_Aufgabenstellung:_
Wandle alle Zeilen von der Zeile mit „Pick out the white pillow, placing“ bis zum Ende der Rohdaten (beide Enden eingeschlossen) in eine JSON-Liste von Strings um, ein String pro Zeile, ohne Leerzeilen.

_Rohdaten:_
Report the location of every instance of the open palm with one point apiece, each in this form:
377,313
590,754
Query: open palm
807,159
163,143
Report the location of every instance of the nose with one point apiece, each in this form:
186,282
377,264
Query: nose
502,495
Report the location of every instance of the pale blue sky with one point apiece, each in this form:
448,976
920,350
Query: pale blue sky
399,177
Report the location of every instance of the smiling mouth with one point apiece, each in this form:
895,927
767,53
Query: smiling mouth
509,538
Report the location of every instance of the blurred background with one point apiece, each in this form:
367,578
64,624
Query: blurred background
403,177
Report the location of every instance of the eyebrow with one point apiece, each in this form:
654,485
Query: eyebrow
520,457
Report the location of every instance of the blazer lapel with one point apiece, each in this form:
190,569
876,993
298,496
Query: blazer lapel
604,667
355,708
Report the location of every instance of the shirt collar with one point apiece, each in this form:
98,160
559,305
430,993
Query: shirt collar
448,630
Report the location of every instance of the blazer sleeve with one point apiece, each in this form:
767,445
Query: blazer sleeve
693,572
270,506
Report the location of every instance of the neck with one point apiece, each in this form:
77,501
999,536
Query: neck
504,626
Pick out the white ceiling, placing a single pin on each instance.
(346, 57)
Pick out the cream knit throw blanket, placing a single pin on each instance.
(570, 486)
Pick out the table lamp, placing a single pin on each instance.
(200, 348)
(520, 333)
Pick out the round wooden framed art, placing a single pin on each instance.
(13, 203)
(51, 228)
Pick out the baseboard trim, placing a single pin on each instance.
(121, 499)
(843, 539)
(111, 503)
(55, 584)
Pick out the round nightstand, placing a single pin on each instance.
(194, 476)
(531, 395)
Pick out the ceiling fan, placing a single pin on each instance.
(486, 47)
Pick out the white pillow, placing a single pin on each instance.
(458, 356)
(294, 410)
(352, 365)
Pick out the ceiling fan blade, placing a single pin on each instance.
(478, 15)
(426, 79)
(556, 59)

_Ergebnis:_
[
  "Pick out the white pillow, placing a single pin on each instance.",
  "(458, 356)",
  "(294, 410)",
  "(352, 365)",
  "Pick out the ceiling fan blade, placing a single pin on each instance.",
  "(478, 15)",
  "(426, 79)",
  "(556, 59)"
]